● **Data**
Start

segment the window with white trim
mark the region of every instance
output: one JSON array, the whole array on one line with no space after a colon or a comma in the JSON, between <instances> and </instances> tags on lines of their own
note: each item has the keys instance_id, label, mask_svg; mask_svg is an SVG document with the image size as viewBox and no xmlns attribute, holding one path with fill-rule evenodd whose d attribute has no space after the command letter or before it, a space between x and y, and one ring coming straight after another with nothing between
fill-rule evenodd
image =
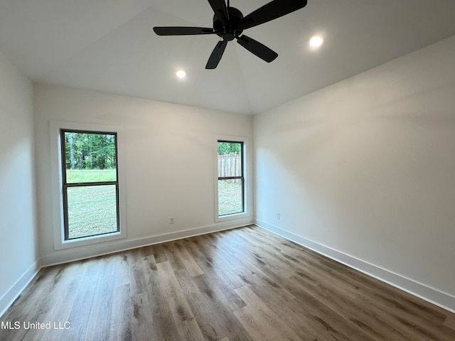
<instances>
[{"instance_id":1,"label":"window with white trim","mask_svg":"<svg viewBox=\"0 0 455 341\"><path fill-rule=\"evenodd\" d=\"M126 237L115 127L51 122L54 247Z\"/></svg>"},{"instance_id":2,"label":"window with white trim","mask_svg":"<svg viewBox=\"0 0 455 341\"><path fill-rule=\"evenodd\" d=\"M247 215L246 139L218 139L215 220Z\"/></svg>"}]
</instances>

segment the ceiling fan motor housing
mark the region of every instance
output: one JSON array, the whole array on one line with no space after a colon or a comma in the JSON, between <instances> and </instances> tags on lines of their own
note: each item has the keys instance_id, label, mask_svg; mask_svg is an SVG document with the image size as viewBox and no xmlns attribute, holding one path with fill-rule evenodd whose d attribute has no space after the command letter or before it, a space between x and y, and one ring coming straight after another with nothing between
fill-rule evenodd
<instances>
[{"instance_id":1,"label":"ceiling fan motor housing","mask_svg":"<svg viewBox=\"0 0 455 341\"><path fill-rule=\"evenodd\" d=\"M228 13L229 13L229 20L226 25L223 24L216 15L213 16L213 30L223 40L230 41L243 32L243 30L237 29L240 20L243 18L243 14L234 7L228 7Z\"/></svg>"}]
</instances>

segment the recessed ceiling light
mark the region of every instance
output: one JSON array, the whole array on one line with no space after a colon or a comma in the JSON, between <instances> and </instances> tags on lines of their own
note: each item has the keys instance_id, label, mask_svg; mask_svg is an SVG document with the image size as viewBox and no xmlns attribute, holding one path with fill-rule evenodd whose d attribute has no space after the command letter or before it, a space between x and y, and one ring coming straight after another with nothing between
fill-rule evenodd
<instances>
[{"instance_id":1,"label":"recessed ceiling light","mask_svg":"<svg viewBox=\"0 0 455 341\"><path fill-rule=\"evenodd\" d=\"M322 36L316 35L313 36L310 39L310 45L314 48L318 48L324 42L324 37Z\"/></svg>"},{"instance_id":2,"label":"recessed ceiling light","mask_svg":"<svg viewBox=\"0 0 455 341\"><path fill-rule=\"evenodd\" d=\"M185 76L186 76L186 72L183 70L179 70L178 71L177 71L177 72L176 72L176 75L177 75L177 77L178 78L185 78Z\"/></svg>"}]
</instances>

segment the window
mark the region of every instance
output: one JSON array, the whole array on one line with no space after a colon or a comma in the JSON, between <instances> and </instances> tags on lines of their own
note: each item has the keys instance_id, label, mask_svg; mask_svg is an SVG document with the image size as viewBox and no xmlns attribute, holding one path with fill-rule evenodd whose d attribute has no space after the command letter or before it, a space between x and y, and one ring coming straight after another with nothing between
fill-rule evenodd
<instances>
[{"instance_id":1,"label":"window","mask_svg":"<svg viewBox=\"0 0 455 341\"><path fill-rule=\"evenodd\" d=\"M122 134L50 122L55 249L126 238Z\"/></svg>"},{"instance_id":2,"label":"window","mask_svg":"<svg viewBox=\"0 0 455 341\"><path fill-rule=\"evenodd\" d=\"M218 218L245 212L245 144L218 140Z\"/></svg>"},{"instance_id":3,"label":"window","mask_svg":"<svg viewBox=\"0 0 455 341\"><path fill-rule=\"evenodd\" d=\"M117 134L60 134L65 240L118 232Z\"/></svg>"}]
</instances>

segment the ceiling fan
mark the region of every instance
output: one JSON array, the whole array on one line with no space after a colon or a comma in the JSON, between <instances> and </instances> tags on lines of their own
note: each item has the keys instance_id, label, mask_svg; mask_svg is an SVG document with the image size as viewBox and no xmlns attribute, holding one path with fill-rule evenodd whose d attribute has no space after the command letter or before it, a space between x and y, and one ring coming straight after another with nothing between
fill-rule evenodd
<instances>
[{"instance_id":1,"label":"ceiling fan","mask_svg":"<svg viewBox=\"0 0 455 341\"><path fill-rule=\"evenodd\" d=\"M237 39L237 42L259 58L270 63L278 54L259 41L245 34L243 30L274 20L306 6L306 0L274 0L246 16L238 9L231 7L224 0L208 0L215 15L213 28L166 26L154 27L159 36L191 36L216 34L223 38L218 41L207 62L206 69L215 69L223 56L228 42Z\"/></svg>"}]
</instances>

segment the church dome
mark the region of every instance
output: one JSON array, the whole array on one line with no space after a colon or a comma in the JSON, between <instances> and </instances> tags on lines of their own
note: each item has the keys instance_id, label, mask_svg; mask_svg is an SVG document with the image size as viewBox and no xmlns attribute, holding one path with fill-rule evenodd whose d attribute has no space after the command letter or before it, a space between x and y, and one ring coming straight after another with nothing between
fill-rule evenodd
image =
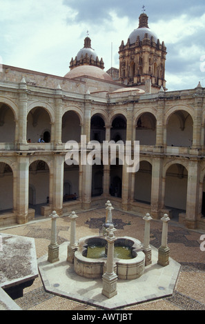
<instances>
[{"instance_id":1,"label":"church dome","mask_svg":"<svg viewBox=\"0 0 205 324\"><path fill-rule=\"evenodd\" d=\"M157 42L157 37L156 34L152 32L148 26L148 16L145 14L141 14L139 17L139 27L135 29L133 32L129 36L130 44L134 44L137 41L137 36L139 37L139 41L142 41L145 34L147 34L148 37L151 39L153 37L153 40L155 43Z\"/></svg>"},{"instance_id":2,"label":"church dome","mask_svg":"<svg viewBox=\"0 0 205 324\"><path fill-rule=\"evenodd\" d=\"M84 47L78 52L75 60L72 58L70 62L70 70L80 65L94 65L104 68L103 59L99 60L97 54L91 48L91 39L88 37L84 39Z\"/></svg>"},{"instance_id":3,"label":"church dome","mask_svg":"<svg viewBox=\"0 0 205 324\"><path fill-rule=\"evenodd\" d=\"M91 48L91 47L89 48L81 48L77 53L77 59L79 61L81 59L81 57L85 57L86 54L88 54L88 57L91 57L91 55L92 57L92 59L94 60L96 60L97 54L95 52L95 50L93 48Z\"/></svg>"},{"instance_id":4,"label":"church dome","mask_svg":"<svg viewBox=\"0 0 205 324\"><path fill-rule=\"evenodd\" d=\"M87 76L97 79L101 79L108 81L113 81L110 75L100 68L93 65L79 65L69 71L65 78L75 79L80 77Z\"/></svg>"}]
</instances>

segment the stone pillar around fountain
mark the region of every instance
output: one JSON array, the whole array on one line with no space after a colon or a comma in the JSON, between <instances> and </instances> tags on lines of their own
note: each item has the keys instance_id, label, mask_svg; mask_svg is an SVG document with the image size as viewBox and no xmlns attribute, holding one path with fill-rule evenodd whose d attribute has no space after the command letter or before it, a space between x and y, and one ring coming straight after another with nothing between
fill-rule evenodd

End

● **What the task requires**
Write out all the records again, switching "segment" to "outline" and changing nothing else. Leave the pictures out.

● **Answer to the task**
outline the window with white trim
mark the region of every instance
output: one JSON array, the whole array on one line with no space after a colon or a comma in the JSON, between <instances> and </instances> tags on lines of their own
note: each item has the keys instance_id, label, mask_svg; mask_svg is an SVG document with the image size as viewBox and no xmlns attribute, holding one path with fill-rule evenodd whose d attribute has no space after the command letter or before it, a space between x and y, and one ring coming straight after another with nothing between
fill-rule evenodd
image =
<instances>
[{"instance_id":1,"label":"window with white trim","mask_svg":"<svg viewBox=\"0 0 455 341\"><path fill-rule=\"evenodd\" d=\"M126 237L115 127L51 122L54 247Z\"/></svg>"},{"instance_id":2,"label":"window with white trim","mask_svg":"<svg viewBox=\"0 0 455 341\"><path fill-rule=\"evenodd\" d=\"M247 215L246 139L218 139L215 220Z\"/></svg>"}]
</instances>

outline the ceiling fan motor housing
mark the region of every instance
output: one JSON array, the whole array on one line with no space after a colon or a comma in the JSON, between <instances> and </instances> tags on lines of their own
note: each item has the keys instance_id, label, mask_svg; mask_svg is an SVG document with the image size as viewBox and no xmlns attribute, holding one path with fill-rule evenodd whose d attribute has no space after the command letter or before it, a space between x and y, and one ring coming straight after another with nothing between
fill-rule evenodd
<instances>
[{"instance_id":1,"label":"ceiling fan motor housing","mask_svg":"<svg viewBox=\"0 0 455 341\"><path fill-rule=\"evenodd\" d=\"M228 13L229 13L229 20L226 25L223 24L216 15L213 16L213 30L223 40L230 41L243 32L243 30L237 29L240 20L243 18L243 14L234 7L228 7Z\"/></svg>"}]
</instances>

outline the recessed ceiling light
mark the region of every instance
output: one JSON array, the whole array on one line with no space after a colon or a comma in the JSON, between <instances> and </instances> tags on lines of their own
note: each item has the keys instance_id, label, mask_svg; mask_svg is an SVG document with the image size as viewBox and no xmlns attribute, holding one path with fill-rule evenodd whose d attribute has no space after the command letter or before it, a space between x and y, and one ring coming straight after another with nothing between
fill-rule evenodd
<instances>
[{"instance_id":1,"label":"recessed ceiling light","mask_svg":"<svg viewBox=\"0 0 455 341\"><path fill-rule=\"evenodd\" d=\"M322 36L316 35L313 36L310 39L310 45L314 48L318 48L324 42L324 37Z\"/></svg>"},{"instance_id":2,"label":"recessed ceiling light","mask_svg":"<svg viewBox=\"0 0 455 341\"><path fill-rule=\"evenodd\" d=\"M185 76L186 76L186 72L183 70L179 70L178 71L177 71L177 72L176 72L176 75L177 75L177 77L178 78L185 78Z\"/></svg>"}]
</instances>

outline the window
mark the region of every instance
output: one JSON array, the whole array on one line with no space after a colon or a comma in the JSON, between <instances> and </instances> tags on lines of their own
note: each item has the keys instance_id, label, mask_svg; mask_svg is an SVG document with the image size as viewBox and no xmlns attribute, holding one path with fill-rule evenodd whose d attribute has no space after the command letter or before it, a space between x and y, and one ring coming straight after another with nothing between
fill-rule evenodd
<instances>
[{"instance_id":1,"label":"window","mask_svg":"<svg viewBox=\"0 0 455 341\"><path fill-rule=\"evenodd\" d=\"M122 134L50 122L55 249L126 238Z\"/></svg>"},{"instance_id":2,"label":"window","mask_svg":"<svg viewBox=\"0 0 455 341\"><path fill-rule=\"evenodd\" d=\"M218 218L245 212L245 144L218 140Z\"/></svg>"},{"instance_id":3,"label":"window","mask_svg":"<svg viewBox=\"0 0 455 341\"><path fill-rule=\"evenodd\" d=\"M117 134L60 134L65 240L118 232Z\"/></svg>"}]
</instances>

outline the ceiling fan
mark the region of every instance
output: one JSON array, the whole array on one line with no space after a colon or a comma in the JSON, between <instances> and </instances> tags on lines of their own
note: each item has the keys instance_id, label, mask_svg; mask_svg is an SVG document with the image size as viewBox and no xmlns attribute, holding one path with fill-rule evenodd whose d attribute has no space after the command letter or before it, a space between x and y, and one ring coming straight after another with nothing between
fill-rule evenodd
<instances>
[{"instance_id":1,"label":"ceiling fan","mask_svg":"<svg viewBox=\"0 0 455 341\"><path fill-rule=\"evenodd\" d=\"M237 39L237 42L259 58L270 63L278 54L259 41L245 34L243 30L274 20L306 6L306 0L274 0L246 16L238 9L231 7L224 0L208 0L215 15L213 28L166 26L154 27L159 36L191 36L216 34L223 38L218 41L207 62L206 69L215 69L223 56L228 42Z\"/></svg>"}]
</instances>

outline the church dome
mark the region of every instance
output: one JSON array, the whole array on one line with no space after a colon or a comma in the JSON, between <instances> and </instances> tags on lines of their own
note: each item has the keys instance_id, label, mask_svg; mask_svg is an SVG document with the image size as viewBox and no xmlns attribute, holding one path with fill-rule evenodd whose d attribute has no space after the command letter or before it, a space between x and y, and one ring coming straight after another with nothing between
fill-rule evenodd
image =
<instances>
[{"instance_id":1,"label":"church dome","mask_svg":"<svg viewBox=\"0 0 205 324\"><path fill-rule=\"evenodd\" d=\"M157 42L157 37L156 34L152 32L148 26L148 16L145 14L141 14L139 17L139 27L135 29L133 32L129 36L130 44L134 44L137 41L137 36L139 37L139 41L142 41L145 34L147 34L148 37L151 39L153 37L153 40L155 43Z\"/></svg>"},{"instance_id":2,"label":"church dome","mask_svg":"<svg viewBox=\"0 0 205 324\"><path fill-rule=\"evenodd\" d=\"M84 47L78 52L75 60L72 58L70 62L70 70L80 65L94 65L104 68L103 59L99 60L97 54L91 48L91 39L88 37L84 39Z\"/></svg>"},{"instance_id":3,"label":"church dome","mask_svg":"<svg viewBox=\"0 0 205 324\"><path fill-rule=\"evenodd\" d=\"M91 48L91 47L89 48L81 48L77 53L77 59L79 61L81 59L81 57L85 57L86 54L88 54L88 57L91 57L91 55L92 57L92 59L94 60L96 60L97 54L95 52L95 50L93 48Z\"/></svg>"},{"instance_id":4,"label":"church dome","mask_svg":"<svg viewBox=\"0 0 205 324\"><path fill-rule=\"evenodd\" d=\"M87 76L97 79L101 79L108 81L113 81L110 75L100 68L93 65L79 65L69 71L65 78L75 79L80 77Z\"/></svg>"}]
</instances>

outline the stone pillar around fountain
mark the region of every instance
output: one JSON array, the whole array on one line with no space after a colon or a comma in the JSON, between <instances> and </instances> tags on lines of their own
note: each item has the keys instance_id, label, mask_svg; mask_svg is an SVG document with the image size as viewBox and no xmlns attribute, holding one path with fill-rule evenodd whose d attribute has no space after the command letter or before it, a space between x and y, and one ring coming straight after another with nothing between
fill-rule evenodd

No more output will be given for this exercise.